*What you need to do*.
Please count the lines in the records below that contain the word "rooftop", and reply with that number alone.
[START Listed records]
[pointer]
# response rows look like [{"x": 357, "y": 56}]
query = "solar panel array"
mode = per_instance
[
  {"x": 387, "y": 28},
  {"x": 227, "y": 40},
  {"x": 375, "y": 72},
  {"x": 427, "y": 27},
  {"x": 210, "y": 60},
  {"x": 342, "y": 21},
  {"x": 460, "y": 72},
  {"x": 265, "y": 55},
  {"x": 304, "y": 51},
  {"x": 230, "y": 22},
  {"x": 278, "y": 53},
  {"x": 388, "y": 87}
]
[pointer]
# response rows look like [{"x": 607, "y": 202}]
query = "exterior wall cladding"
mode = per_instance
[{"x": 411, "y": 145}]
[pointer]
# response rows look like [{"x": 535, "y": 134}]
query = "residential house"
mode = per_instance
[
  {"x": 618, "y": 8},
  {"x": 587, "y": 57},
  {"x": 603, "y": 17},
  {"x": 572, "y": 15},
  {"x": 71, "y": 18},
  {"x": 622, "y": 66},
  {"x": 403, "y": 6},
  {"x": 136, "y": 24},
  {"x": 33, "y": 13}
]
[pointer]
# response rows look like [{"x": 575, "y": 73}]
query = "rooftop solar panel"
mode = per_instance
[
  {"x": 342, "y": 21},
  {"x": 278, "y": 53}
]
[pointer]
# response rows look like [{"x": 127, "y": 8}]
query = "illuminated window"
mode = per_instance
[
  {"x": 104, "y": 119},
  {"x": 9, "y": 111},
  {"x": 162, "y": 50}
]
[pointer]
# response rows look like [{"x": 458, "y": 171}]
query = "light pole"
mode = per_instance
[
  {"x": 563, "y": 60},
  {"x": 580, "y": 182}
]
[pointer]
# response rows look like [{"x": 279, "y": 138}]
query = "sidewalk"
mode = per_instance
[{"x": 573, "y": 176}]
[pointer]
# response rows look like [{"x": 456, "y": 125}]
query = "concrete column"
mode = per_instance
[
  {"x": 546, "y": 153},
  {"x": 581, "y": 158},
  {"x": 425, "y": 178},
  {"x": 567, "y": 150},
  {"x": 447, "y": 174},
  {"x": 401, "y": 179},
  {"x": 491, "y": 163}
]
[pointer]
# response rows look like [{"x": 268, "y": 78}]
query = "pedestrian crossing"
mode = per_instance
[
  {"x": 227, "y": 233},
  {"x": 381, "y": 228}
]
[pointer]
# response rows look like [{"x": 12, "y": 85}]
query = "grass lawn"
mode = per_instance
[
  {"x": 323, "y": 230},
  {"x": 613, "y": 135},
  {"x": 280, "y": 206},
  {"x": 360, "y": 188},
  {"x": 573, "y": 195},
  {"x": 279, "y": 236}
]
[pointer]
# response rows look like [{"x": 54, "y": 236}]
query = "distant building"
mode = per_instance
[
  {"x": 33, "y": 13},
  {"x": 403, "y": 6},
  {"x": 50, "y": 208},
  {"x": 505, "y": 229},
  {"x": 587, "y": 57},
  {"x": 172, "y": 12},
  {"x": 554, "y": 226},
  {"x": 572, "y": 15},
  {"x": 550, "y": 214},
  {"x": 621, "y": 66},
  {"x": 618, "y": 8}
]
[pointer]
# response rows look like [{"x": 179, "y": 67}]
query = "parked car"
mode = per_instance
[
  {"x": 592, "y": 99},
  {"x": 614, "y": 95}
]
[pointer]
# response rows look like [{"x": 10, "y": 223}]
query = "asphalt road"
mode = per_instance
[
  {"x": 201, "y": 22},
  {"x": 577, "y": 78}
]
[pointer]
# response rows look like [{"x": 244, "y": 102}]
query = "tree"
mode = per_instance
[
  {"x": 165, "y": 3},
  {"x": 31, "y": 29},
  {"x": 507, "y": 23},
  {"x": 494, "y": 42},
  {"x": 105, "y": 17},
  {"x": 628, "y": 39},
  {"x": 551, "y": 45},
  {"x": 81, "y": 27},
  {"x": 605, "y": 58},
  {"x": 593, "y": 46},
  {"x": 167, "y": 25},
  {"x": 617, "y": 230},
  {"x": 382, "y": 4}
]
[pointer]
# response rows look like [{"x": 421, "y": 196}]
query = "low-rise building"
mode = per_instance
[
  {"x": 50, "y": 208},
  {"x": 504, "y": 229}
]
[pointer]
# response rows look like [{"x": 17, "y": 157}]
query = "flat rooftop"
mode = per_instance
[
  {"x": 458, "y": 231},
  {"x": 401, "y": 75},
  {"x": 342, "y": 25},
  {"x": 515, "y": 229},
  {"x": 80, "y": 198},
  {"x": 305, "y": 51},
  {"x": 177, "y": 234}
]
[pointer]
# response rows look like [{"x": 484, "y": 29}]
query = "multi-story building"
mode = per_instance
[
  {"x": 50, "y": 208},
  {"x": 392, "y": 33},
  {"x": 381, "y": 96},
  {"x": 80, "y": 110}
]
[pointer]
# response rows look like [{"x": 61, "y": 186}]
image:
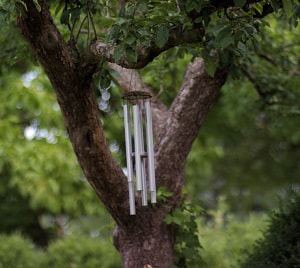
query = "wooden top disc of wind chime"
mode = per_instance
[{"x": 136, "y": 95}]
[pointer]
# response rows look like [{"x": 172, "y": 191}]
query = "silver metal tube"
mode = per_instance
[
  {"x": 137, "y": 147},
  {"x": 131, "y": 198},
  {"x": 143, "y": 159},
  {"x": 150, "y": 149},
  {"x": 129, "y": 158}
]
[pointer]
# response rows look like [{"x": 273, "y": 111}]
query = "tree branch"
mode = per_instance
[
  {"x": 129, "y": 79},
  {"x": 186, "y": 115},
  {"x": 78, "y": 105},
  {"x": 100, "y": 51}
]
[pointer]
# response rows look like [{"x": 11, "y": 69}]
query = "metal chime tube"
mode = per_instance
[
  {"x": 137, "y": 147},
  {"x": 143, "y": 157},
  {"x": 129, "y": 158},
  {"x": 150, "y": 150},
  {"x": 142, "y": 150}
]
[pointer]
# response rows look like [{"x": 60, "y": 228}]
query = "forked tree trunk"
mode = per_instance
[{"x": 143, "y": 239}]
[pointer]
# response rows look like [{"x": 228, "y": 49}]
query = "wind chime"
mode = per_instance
[END Listed records]
*Finished answer*.
2